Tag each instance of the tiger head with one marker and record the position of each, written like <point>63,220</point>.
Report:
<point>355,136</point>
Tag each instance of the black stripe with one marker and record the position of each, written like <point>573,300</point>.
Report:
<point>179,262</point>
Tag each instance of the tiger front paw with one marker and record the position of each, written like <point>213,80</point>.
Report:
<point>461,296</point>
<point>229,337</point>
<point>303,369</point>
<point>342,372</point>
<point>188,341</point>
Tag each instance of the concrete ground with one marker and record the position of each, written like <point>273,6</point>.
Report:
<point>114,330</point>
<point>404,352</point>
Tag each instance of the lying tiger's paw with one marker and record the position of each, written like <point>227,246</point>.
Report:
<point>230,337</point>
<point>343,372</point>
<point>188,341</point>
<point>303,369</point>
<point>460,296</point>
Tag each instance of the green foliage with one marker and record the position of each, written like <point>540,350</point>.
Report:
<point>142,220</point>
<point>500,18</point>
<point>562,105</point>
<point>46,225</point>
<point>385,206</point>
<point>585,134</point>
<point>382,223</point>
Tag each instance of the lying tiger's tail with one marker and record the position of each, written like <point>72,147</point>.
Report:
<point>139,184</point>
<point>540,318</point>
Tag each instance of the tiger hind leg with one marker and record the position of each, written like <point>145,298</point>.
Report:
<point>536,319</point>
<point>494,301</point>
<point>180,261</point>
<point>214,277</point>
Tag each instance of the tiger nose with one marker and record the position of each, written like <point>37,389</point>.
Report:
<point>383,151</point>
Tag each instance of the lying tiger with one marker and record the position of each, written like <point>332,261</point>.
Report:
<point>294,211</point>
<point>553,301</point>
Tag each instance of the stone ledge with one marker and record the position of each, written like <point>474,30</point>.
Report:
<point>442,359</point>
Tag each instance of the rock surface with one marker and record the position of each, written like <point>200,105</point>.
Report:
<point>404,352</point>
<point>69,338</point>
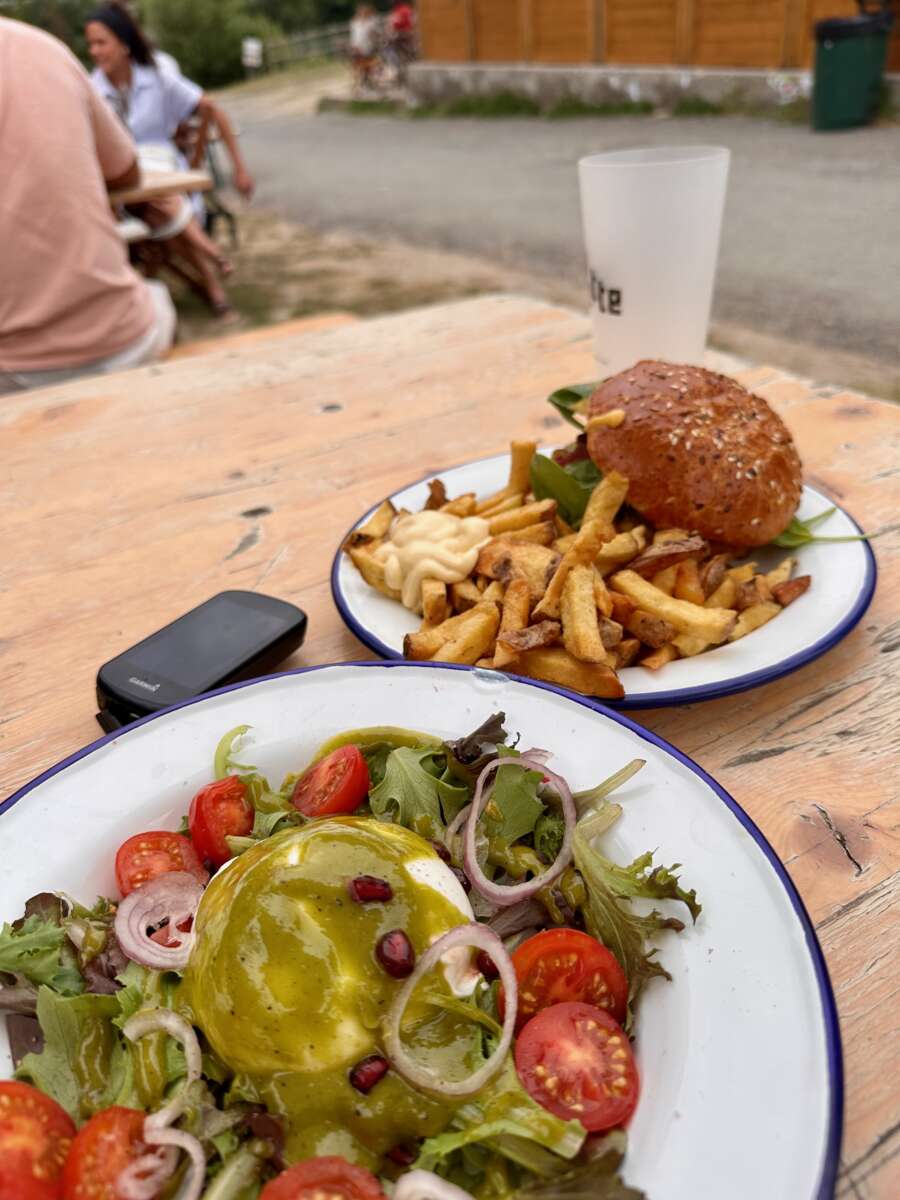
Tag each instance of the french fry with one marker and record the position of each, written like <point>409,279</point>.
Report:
<point>610,633</point>
<point>585,550</point>
<point>465,595</point>
<point>783,573</point>
<point>508,504</point>
<point>724,595</point>
<point>688,646</point>
<point>664,555</point>
<point>462,507</point>
<point>653,631</point>
<point>556,665</point>
<point>371,570</point>
<point>623,547</point>
<point>601,595</point>
<point>437,495</point>
<point>714,624</point>
<point>753,617</point>
<point>659,658</point>
<point>436,606</point>
<point>665,580</point>
<point>520,466</point>
<point>532,637</point>
<point>712,574</point>
<point>622,607</point>
<point>607,498</point>
<point>473,639</point>
<point>663,535</point>
<point>577,609</point>
<point>627,652</point>
<point>516,607</point>
<point>688,582</point>
<point>544,533</point>
<point>508,559</point>
<point>742,574</point>
<point>427,641</point>
<point>526,515</point>
<point>787,592</point>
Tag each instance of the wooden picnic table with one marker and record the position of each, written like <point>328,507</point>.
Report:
<point>130,498</point>
<point>162,183</point>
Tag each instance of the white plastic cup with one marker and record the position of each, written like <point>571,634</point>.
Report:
<point>652,221</point>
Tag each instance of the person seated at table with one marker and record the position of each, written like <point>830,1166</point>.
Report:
<point>154,103</point>
<point>70,301</point>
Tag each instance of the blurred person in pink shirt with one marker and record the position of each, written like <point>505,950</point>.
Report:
<point>70,303</point>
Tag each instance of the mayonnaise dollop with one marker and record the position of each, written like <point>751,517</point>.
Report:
<point>430,545</point>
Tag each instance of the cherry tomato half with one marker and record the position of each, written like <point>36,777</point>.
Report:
<point>101,1151</point>
<point>576,1061</point>
<point>562,965</point>
<point>220,810</point>
<point>35,1135</point>
<point>316,1177</point>
<point>148,855</point>
<point>337,784</point>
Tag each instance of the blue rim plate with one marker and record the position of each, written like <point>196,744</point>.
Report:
<point>844,577</point>
<point>741,1056</point>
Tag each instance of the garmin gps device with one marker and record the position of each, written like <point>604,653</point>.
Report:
<point>234,635</point>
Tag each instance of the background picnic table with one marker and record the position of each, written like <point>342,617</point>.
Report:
<point>131,498</point>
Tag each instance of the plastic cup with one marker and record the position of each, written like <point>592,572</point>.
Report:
<point>652,221</point>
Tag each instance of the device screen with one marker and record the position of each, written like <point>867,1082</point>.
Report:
<point>205,641</point>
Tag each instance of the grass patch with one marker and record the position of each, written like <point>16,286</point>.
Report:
<point>697,106</point>
<point>573,107</point>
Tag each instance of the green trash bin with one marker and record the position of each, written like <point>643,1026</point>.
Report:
<point>850,64</point>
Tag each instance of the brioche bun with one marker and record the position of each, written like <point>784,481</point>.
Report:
<point>701,453</point>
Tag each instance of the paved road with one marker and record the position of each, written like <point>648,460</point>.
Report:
<point>811,237</point>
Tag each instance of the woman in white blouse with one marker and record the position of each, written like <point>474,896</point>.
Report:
<point>154,101</point>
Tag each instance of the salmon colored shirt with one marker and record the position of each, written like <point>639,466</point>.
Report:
<point>67,294</point>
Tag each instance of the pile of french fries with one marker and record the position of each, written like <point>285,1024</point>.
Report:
<point>575,607</point>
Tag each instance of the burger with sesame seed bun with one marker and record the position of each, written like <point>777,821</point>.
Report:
<point>701,453</point>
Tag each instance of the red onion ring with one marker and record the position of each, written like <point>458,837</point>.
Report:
<point>427,1186</point>
<point>144,1176</point>
<point>173,897</point>
<point>402,1062</point>
<point>509,894</point>
<point>163,1020</point>
<point>192,1183</point>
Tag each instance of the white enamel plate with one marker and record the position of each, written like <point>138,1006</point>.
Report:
<point>843,585</point>
<point>739,1056</point>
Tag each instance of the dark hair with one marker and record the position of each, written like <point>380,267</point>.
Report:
<point>120,22</point>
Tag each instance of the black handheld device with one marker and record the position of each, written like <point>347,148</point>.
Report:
<point>234,635</point>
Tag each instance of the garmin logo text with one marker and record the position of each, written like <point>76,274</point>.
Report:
<point>144,684</point>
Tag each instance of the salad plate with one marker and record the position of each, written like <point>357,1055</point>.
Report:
<point>843,586</point>
<point>738,1055</point>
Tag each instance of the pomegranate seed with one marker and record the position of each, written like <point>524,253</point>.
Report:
<point>367,1072</point>
<point>441,851</point>
<point>366,888</point>
<point>462,877</point>
<point>396,954</point>
<point>486,965</point>
<point>402,1156</point>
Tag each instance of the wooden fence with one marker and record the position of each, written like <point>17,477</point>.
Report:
<point>768,34</point>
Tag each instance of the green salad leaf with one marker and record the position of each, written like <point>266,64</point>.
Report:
<point>571,401</point>
<point>799,533</point>
<point>40,951</point>
<point>625,933</point>
<point>570,486</point>
<point>417,791</point>
<point>514,807</point>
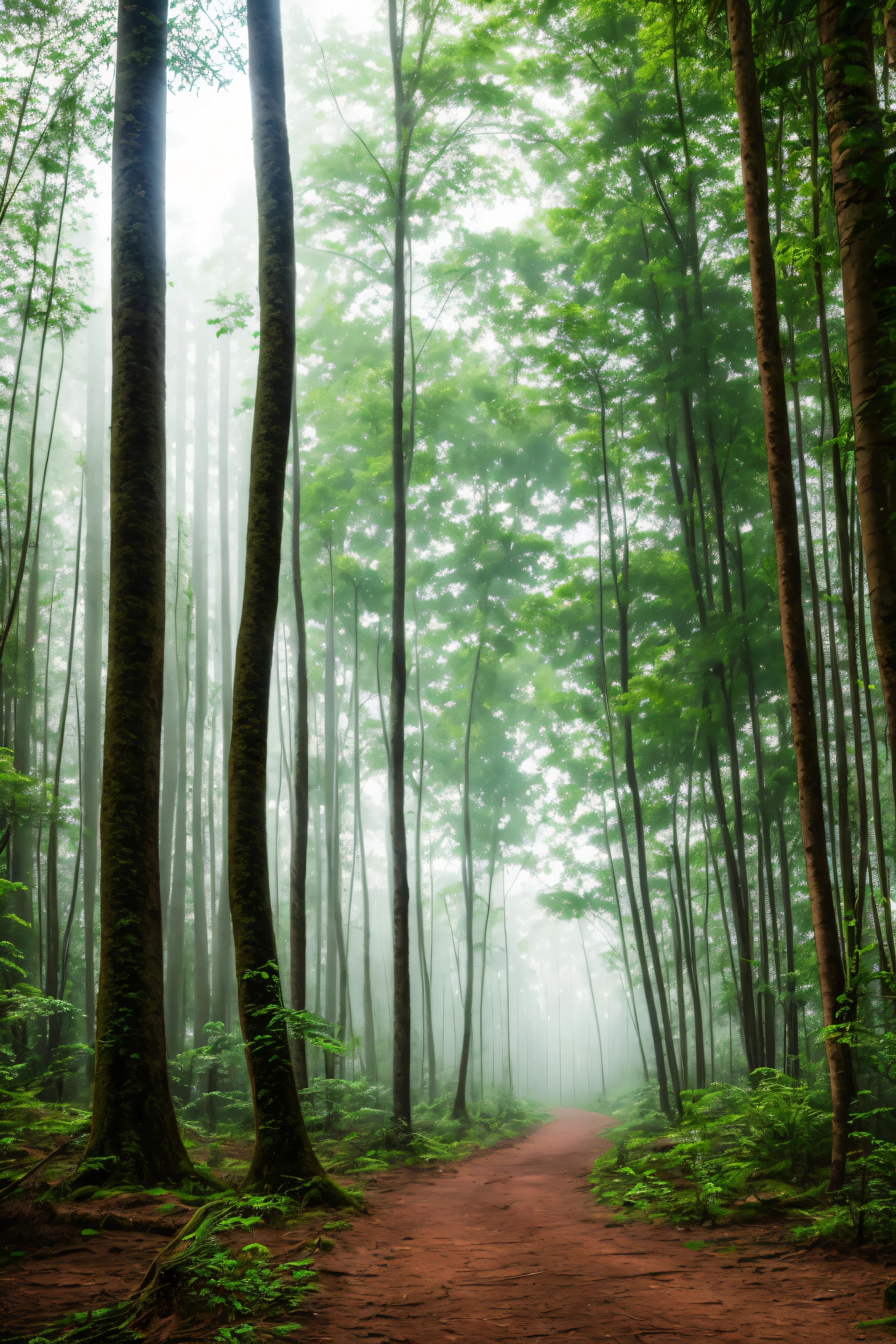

------------------------------------------------------------

■ Aim
Edit all the items above by replacing "one marker" with "a single marker" throughout and keeping everything else the same. Leave the pictures out of your answer.

■ Solution
Tag each instance of the tiger head with a single marker and record the position of each, written like <point>63,220</point>.
Report:
<point>355,136</point>
Tag each instance of the black stripe with a single marker and record the position of each, written like <point>573,300</point>.
Report:
<point>179,262</point>
Tag each instance of the tiger front paw with a single marker and record the position of each, written like <point>213,80</point>.
Report:
<point>461,296</point>
<point>229,337</point>
<point>303,369</point>
<point>342,372</point>
<point>188,341</point>
Tag each instance of the concrete ground with a single marker and record the position of each, written like <point>273,6</point>.
Report:
<point>114,330</point>
<point>404,352</point>
Tag each instance of the lying tiger's paw with a single marker and record the position of each, written like <point>227,246</point>.
Report:
<point>230,337</point>
<point>343,372</point>
<point>188,341</point>
<point>303,369</point>
<point>460,296</point>
Tag each instance of the green foliage with a single marker and record the position of each, written like <point>540,350</point>.
Report:
<point>142,220</point>
<point>500,18</point>
<point>562,105</point>
<point>46,225</point>
<point>385,206</point>
<point>585,134</point>
<point>382,223</point>
Tag each instance of the lying tiger's tail with a single marker and record the position of each, written like <point>72,147</point>.
Report:
<point>139,184</point>
<point>540,318</point>
Tag each instance of the tiger hind leg with a single marker and record the position of each, written like <point>145,298</point>.
Report:
<point>536,319</point>
<point>494,301</point>
<point>180,261</point>
<point>214,277</point>
Tag each instance of the tiger nose with a single marker and record the position of each, written like <point>37,389</point>.
Report:
<point>383,151</point>
Tag each instance of the lying tiger with a single marker and record the position of each, written like <point>332,261</point>.
Report:
<point>294,211</point>
<point>553,301</point>
Tag each instance of the stone ledge with a single marker and record the position of each, written like <point>474,30</point>.
Report:
<point>442,359</point>
Tag each instance of the rock surface with a single marker and record the position of each, written like <point>200,105</point>.
Report:
<point>404,352</point>
<point>69,338</point>
Tag each instance of the french fry with a single marker and record the position of each, written like <point>409,279</point>.
Report:
<point>610,633</point>
<point>585,550</point>
<point>465,595</point>
<point>783,573</point>
<point>508,504</point>
<point>724,595</point>
<point>688,646</point>
<point>664,555</point>
<point>462,507</point>
<point>653,631</point>
<point>556,665</point>
<point>371,570</point>
<point>623,547</point>
<point>601,595</point>
<point>437,495</point>
<point>714,624</point>
<point>753,617</point>
<point>659,658</point>
<point>436,606</point>
<point>665,580</point>
<point>520,466</point>
<point>532,637</point>
<point>712,574</point>
<point>622,607</point>
<point>607,498</point>
<point>473,639</point>
<point>663,535</point>
<point>577,609</point>
<point>627,652</point>
<point>516,607</point>
<point>688,582</point>
<point>544,533</point>
<point>508,559</point>
<point>742,574</point>
<point>427,641</point>
<point>526,515</point>
<point>787,592</point>
Tag each instance of the wooden picnic table with a single marker and record the position of each, written like <point>328,507</point>.
Report:
<point>130,498</point>
<point>162,183</point>
Tag each instance of the white plastic cup with a single marker and record the position of each, written like <point>571,634</point>.
Report:
<point>652,221</point>
Tag each instance of the person seated at table with a single marker and record the position of each, written like <point>830,1166</point>.
Report:
<point>154,103</point>
<point>70,301</point>
Tag each instance of the blurred person in pink shirt with a single marker and record the position of each, written like <point>505,950</point>.
Report:
<point>70,303</point>
Tag each instance of the mayonnaise dollop with a single marker and record the position of each, written like <point>751,517</point>.
Report:
<point>430,545</point>
Tag each instance of the cherry tomato half with a single marker and record the position of each, written like <point>36,777</point>.
Report:
<point>101,1151</point>
<point>576,1061</point>
<point>562,965</point>
<point>220,810</point>
<point>35,1135</point>
<point>316,1177</point>
<point>148,855</point>
<point>337,784</point>
Tag each instance of the blue rim plate with a single marker and record the position of each, written like <point>196,744</point>.
Report:
<point>844,577</point>
<point>741,1056</point>
Tag each instance of the garmin gps device with a single marker and record the position of each, written like <point>604,653</point>.
Report:
<point>234,635</point>
Tag each instance of the background picnic table with a single marker and record the position of each, written like <point>342,617</point>.
Report:
<point>131,498</point>
Tag each instance of the plastic cup with a single marker and record the position of each, written like <point>592,572</point>.
Report:
<point>652,221</point>
Tag each instance of the device screen with a single marker and record the position of each, written like <point>867,1082</point>.
Report:
<point>205,641</point>
Tag each instance of the grass patch with a single marker and record the position of each, written like <point>16,286</point>.
Report:
<point>697,106</point>
<point>573,107</point>
Tag each instance of the green trash bin with a single marker and record the position of each, written like <point>643,1026</point>.
Report:
<point>850,64</point>
Tag each instance of the brioche bun with a single marker and record the position of each, written like <point>784,481</point>.
Report:
<point>701,453</point>
Tag each instance of the paved road with a single marker and record the position of each, written like <point>648,460</point>.
Report:
<point>811,237</point>
Tag each instance of the woman in white blouse with a single marker and record the position of each, written like <point>474,896</point>.
Report:
<point>154,101</point>
Tag each instance of the salmon colored shirt with a single marker and record the position of each, written like <point>639,466</point>.
Report:
<point>67,294</point>
Tag each instance of the pile of french fries with a single marker and record the position of each, written like <point>285,1024</point>.
Report:
<point>575,607</point>
Tag each instance of the burger with sesame seed bun with a single marker and record the position of each, written like <point>777,821</point>.
Report:
<point>701,453</point>
Tag each instance of the red onion ring with a single marker and record the position of each, written like <point>458,837</point>.
Report:
<point>427,1186</point>
<point>144,1176</point>
<point>173,897</point>
<point>402,1062</point>
<point>509,894</point>
<point>163,1020</point>
<point>192,1183</point>
Tag each instance of the white enamel plate with a single marker and record the position of each, written like <point>138,1006</point>.
Report:
<point>843,585</point>
<point>739,1056</point>
Tag each instance of the dark hair with a single marker and record the position of each, written like <point>380,267</point>.
Report:
<point>120,22</point>
Tag each instance of the black handheld device with a single marker and record the position of each, written like <point>347,148</point>.
Report:
<point>234,635</point>
Tag each instance of the garmin logo text with a single marker and record the position of each, written like <point>76,274</point>.
Report:
<point>144,684</point>
Tag each instance of the salad plate with a single marker and record the position of each, written like <point>357,1055</point>.
Report:
<point>843,586</point>
<point>738,1055</point>
Tag each instance of the pomegranate seed with a single marker and record the position of each, written like <point>524,253</point>.
Report:
<point>367,1072</point>
<point>441,851</point>
<point>366,888</point>
<point>462,877</point>
<point>396,954</point>
<point>486,965</point>
<point>402,1156</point>
Tag each instance of the wooden fence with a single marker and record the position of each, written like <point>17,477</point>.
Report:
<point>768,34</point>
Tag each instance of the green salad leaf with a single marker and record the position of each, written like <point>266,64</point>.
Report:
<point>571,401</point>
<point>799,533</point>
<point>40,951</point>
<point>625,933</point>
<point>570,486</point>
<point>417,791</point>
<point>514,807</point>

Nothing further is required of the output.